Count the lines in the records below that contain the string "dispenser", treating uppercase and lowercase as different, and give only the number.
***** ENTRIES SUPPLIED
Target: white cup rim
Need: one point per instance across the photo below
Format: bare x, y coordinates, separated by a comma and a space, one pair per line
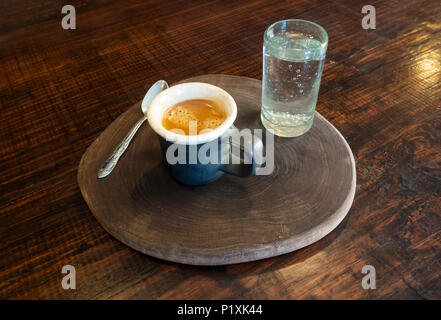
187, 91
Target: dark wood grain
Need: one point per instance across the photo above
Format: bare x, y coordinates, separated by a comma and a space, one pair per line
59, 89
231, 220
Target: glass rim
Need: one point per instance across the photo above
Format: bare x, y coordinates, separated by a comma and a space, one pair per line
321, 29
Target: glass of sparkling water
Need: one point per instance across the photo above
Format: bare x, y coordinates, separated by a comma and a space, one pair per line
293, 56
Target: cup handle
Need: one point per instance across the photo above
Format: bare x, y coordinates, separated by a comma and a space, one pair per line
241, 169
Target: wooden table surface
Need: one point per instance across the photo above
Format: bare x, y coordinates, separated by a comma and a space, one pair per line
60, 88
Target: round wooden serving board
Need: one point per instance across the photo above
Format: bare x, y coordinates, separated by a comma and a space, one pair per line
233, 219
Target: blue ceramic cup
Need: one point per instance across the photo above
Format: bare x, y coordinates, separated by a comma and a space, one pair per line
202, 158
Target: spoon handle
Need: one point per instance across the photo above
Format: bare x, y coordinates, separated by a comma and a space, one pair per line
111, 162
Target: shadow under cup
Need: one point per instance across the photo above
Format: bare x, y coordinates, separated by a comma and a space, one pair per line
203, 158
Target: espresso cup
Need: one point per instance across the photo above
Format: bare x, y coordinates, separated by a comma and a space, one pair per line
202, 158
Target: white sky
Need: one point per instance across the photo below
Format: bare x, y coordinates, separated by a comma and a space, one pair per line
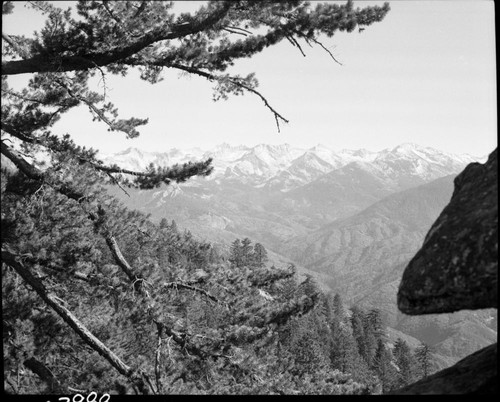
425, 74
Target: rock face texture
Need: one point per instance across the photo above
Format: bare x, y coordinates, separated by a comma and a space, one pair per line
457, 266
476, 374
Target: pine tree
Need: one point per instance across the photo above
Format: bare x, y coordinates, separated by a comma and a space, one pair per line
101, 290
259, 255
382, 364
235, 256
424, 359
246, 251
405, 361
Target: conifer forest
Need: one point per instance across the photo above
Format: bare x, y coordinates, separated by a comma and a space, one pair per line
100, 298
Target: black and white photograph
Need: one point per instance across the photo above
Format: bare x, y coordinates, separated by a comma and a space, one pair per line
248, 198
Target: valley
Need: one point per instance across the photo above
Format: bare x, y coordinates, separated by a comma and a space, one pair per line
352, 219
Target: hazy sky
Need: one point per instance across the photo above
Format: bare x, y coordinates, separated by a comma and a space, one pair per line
425, 74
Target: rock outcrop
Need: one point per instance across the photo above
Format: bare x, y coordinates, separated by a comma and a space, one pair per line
457, 268
475, 374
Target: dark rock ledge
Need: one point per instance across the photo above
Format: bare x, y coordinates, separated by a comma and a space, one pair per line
457, 266
475, 374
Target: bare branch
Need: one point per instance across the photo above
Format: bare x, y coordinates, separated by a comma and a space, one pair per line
51, 299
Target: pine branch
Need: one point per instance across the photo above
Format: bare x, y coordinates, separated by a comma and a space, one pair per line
53, 302
42, 63
182, 285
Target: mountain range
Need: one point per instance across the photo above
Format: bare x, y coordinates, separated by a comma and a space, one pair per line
353, 219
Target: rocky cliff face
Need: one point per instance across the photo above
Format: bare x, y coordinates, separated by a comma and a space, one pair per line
457, 268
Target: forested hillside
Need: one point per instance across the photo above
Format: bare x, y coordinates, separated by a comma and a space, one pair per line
98, 298
189, 319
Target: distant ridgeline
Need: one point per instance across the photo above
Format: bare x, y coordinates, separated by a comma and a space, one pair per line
457, 268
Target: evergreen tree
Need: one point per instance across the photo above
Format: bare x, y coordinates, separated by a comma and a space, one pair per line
405, 361
259, 255
164, 223
246, 252
235, 256
97, 297
424, 359
382, 364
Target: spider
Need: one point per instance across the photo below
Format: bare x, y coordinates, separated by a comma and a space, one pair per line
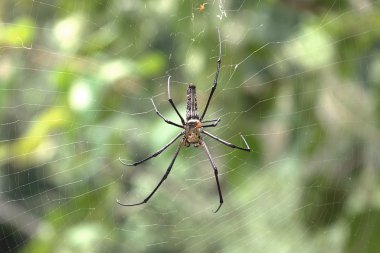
192, 134
202, 7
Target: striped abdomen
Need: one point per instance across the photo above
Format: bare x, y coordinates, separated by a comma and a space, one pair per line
191, 107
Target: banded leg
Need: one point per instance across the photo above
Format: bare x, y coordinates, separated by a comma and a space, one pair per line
162, 117
215, 83
216, 176
247, 148
154, 155
159, 184
172, 103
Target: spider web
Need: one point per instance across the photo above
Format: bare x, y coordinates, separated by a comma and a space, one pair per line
299, 79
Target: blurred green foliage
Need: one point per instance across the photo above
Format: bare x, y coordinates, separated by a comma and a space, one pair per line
300, 79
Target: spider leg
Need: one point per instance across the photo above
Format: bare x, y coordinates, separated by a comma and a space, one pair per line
215, 83
166, 120
247, 148
172, 103
216, 176
154, 155
159, 184
214, 124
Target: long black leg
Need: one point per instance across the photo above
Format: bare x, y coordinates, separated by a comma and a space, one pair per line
154, 155
247, 148
166, 120
172, 103
214, 123
216, 77
216, 176
159, 184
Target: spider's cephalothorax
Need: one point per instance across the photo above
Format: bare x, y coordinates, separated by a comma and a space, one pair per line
192, 132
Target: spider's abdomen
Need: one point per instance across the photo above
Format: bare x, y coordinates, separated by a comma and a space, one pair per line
191, 107
193, 133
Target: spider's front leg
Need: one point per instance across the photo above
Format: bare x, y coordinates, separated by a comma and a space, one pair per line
154, 155
159, 184
162, 117
216, 175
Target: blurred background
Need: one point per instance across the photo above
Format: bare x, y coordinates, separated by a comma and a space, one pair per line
299, 79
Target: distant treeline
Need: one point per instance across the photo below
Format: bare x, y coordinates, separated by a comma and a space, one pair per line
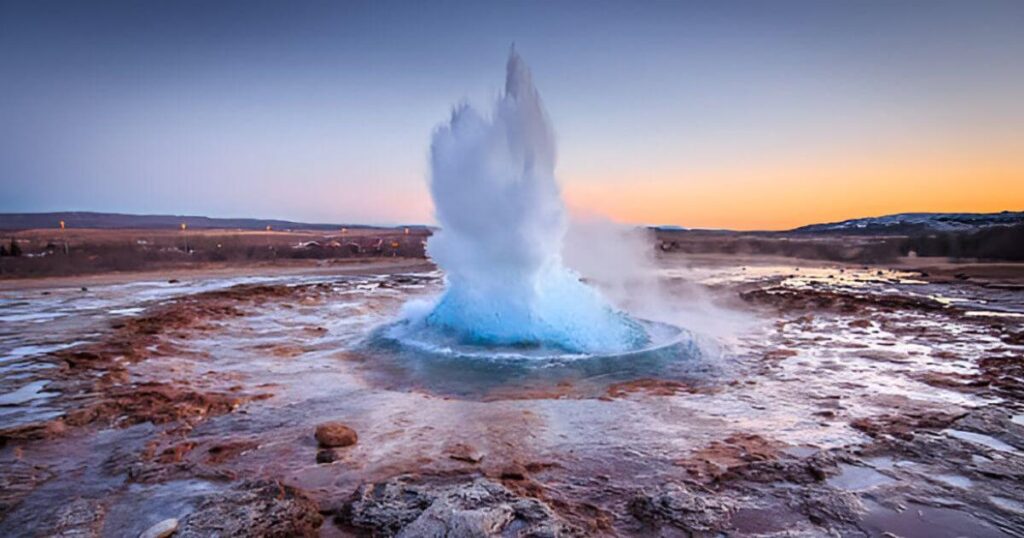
135, 250
993, 243
1001, 243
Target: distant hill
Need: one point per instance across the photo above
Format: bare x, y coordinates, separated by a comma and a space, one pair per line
118, 220
915, 223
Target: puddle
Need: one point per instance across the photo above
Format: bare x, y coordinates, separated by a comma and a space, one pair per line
26, 394
855, 478
956, 481
981, 439
919, 521
1008, 504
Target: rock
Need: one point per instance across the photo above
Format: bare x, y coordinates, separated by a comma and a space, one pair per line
463, 452
332, 435
161, 530
694, 511
480, 507
254, 508
326, 456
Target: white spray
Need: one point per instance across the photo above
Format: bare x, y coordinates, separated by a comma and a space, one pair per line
503, 223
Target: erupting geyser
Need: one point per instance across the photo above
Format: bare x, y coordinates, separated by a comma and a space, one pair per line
502, 224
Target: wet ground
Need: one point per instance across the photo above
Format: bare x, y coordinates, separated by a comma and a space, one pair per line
855, 402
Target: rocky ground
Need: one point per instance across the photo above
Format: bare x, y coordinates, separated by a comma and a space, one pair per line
854, 402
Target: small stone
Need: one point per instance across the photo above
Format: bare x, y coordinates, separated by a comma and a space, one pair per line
161, 530
462, 452
332, 435
326, 456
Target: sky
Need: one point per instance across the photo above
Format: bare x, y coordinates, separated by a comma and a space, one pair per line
726, 114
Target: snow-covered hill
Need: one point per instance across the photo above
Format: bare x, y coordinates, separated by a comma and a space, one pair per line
916, 223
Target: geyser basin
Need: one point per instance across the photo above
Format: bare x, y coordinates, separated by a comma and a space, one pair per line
502, 224
402, 358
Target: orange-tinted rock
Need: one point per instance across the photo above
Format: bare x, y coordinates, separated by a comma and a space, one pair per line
333, 435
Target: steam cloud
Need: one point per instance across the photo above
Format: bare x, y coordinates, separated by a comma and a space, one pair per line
503, 223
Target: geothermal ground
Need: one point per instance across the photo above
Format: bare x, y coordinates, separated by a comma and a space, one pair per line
857, 402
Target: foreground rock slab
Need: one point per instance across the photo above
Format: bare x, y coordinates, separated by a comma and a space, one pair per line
481, 507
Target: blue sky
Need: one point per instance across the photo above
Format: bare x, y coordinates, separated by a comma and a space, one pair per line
324, 112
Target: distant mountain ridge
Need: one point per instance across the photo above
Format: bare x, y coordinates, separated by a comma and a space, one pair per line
76, 219
915, 223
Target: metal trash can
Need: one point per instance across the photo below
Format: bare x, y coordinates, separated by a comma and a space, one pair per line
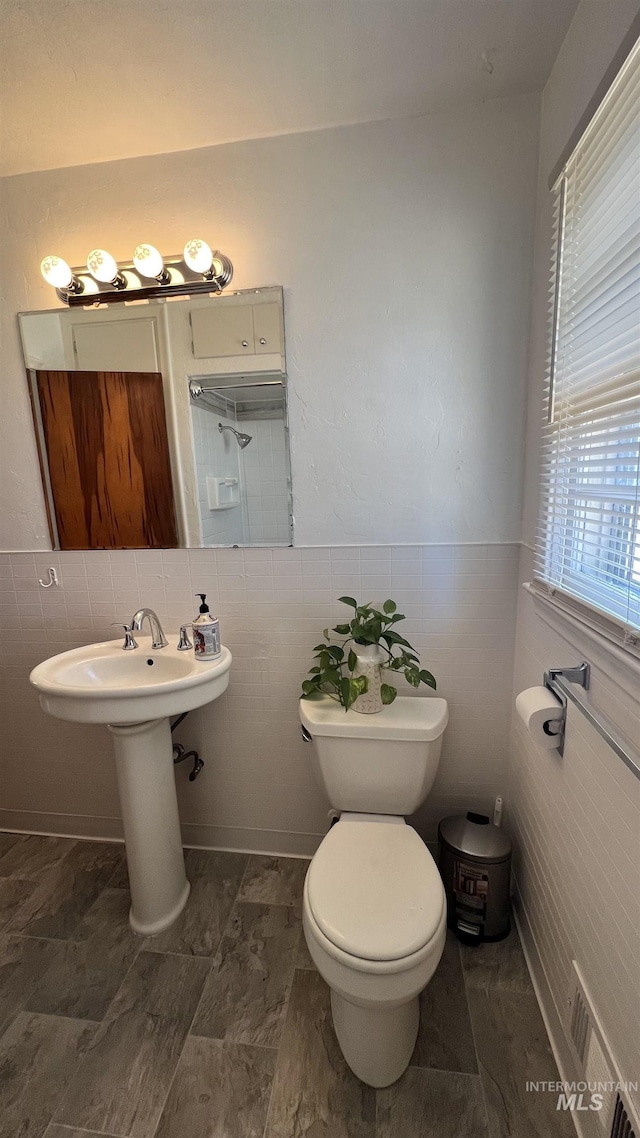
475, 863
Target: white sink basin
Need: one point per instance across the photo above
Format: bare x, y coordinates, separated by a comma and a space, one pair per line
101, 683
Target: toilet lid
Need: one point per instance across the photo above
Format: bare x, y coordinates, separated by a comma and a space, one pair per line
375, 890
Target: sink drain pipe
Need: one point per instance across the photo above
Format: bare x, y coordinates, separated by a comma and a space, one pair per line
180, 755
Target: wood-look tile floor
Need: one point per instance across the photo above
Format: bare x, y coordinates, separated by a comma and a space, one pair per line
221, 1027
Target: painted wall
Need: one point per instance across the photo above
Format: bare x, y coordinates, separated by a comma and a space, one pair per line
404, 249
575, 821
256, 790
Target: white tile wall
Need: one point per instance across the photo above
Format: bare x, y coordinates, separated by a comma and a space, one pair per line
575, 823
256, 790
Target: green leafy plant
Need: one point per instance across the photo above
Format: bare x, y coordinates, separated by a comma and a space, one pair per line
335, 664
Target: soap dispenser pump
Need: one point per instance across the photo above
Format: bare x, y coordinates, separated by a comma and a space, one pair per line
206, 633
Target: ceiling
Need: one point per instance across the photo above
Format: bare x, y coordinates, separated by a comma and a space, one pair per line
88, 81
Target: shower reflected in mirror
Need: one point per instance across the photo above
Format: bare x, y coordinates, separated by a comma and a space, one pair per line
244, 492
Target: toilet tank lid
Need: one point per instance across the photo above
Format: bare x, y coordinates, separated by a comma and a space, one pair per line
407, 719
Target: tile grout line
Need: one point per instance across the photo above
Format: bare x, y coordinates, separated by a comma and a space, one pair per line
489, 1128
188, 1032
285, 1017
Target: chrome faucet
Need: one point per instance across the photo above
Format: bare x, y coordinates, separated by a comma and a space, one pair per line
158, 640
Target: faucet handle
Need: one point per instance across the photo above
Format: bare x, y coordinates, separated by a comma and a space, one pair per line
183, 643
130, 641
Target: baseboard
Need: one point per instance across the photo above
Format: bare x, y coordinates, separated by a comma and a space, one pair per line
276, 842
62, 825
584, 1123
281, 842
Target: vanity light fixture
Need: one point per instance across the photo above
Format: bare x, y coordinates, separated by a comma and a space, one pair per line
213, 266
57, 272
105, 270
147, 277
148, 262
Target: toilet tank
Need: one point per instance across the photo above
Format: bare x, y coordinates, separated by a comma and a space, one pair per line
376, 764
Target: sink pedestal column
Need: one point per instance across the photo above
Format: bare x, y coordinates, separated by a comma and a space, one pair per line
144, 755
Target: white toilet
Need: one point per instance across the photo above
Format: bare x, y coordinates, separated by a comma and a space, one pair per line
374, 909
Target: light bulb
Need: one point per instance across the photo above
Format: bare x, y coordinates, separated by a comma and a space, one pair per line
198, 256
56, 272
148, 261
103, 266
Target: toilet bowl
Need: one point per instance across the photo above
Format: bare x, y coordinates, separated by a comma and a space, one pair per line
374, 907
375, 922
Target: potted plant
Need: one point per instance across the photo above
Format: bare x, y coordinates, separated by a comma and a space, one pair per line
353, 675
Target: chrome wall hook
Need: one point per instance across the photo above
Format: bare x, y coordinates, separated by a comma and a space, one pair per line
52, 579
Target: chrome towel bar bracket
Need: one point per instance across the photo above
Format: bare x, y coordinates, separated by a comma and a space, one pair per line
565, 684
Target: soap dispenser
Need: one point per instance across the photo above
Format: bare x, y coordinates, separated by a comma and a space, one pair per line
206, 633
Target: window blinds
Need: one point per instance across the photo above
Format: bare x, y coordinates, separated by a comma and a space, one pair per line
589, 537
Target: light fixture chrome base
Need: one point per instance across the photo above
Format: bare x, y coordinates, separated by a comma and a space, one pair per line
177, 279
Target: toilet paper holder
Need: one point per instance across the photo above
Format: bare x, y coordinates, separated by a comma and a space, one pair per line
581, 675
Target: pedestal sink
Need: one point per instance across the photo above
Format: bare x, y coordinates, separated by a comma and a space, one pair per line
133, 693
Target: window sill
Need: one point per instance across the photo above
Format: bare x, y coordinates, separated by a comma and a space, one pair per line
617, 659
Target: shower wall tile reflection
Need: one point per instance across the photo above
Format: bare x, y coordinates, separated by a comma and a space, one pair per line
262, 516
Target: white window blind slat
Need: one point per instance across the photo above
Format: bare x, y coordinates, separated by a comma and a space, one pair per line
589, 532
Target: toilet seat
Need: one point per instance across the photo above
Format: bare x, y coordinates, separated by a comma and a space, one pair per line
374, 892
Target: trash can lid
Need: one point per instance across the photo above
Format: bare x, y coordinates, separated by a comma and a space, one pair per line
475, 836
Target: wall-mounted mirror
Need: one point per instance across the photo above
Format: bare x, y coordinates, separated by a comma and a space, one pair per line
163, 423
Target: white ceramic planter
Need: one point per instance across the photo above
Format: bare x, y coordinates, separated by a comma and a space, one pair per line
369, 659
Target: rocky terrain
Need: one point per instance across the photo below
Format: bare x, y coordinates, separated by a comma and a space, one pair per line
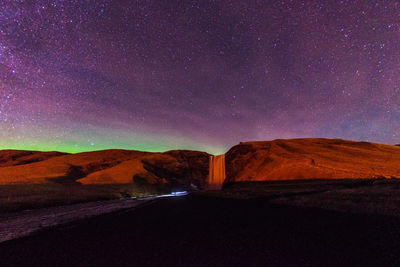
**********
_TASK ANSWER_
2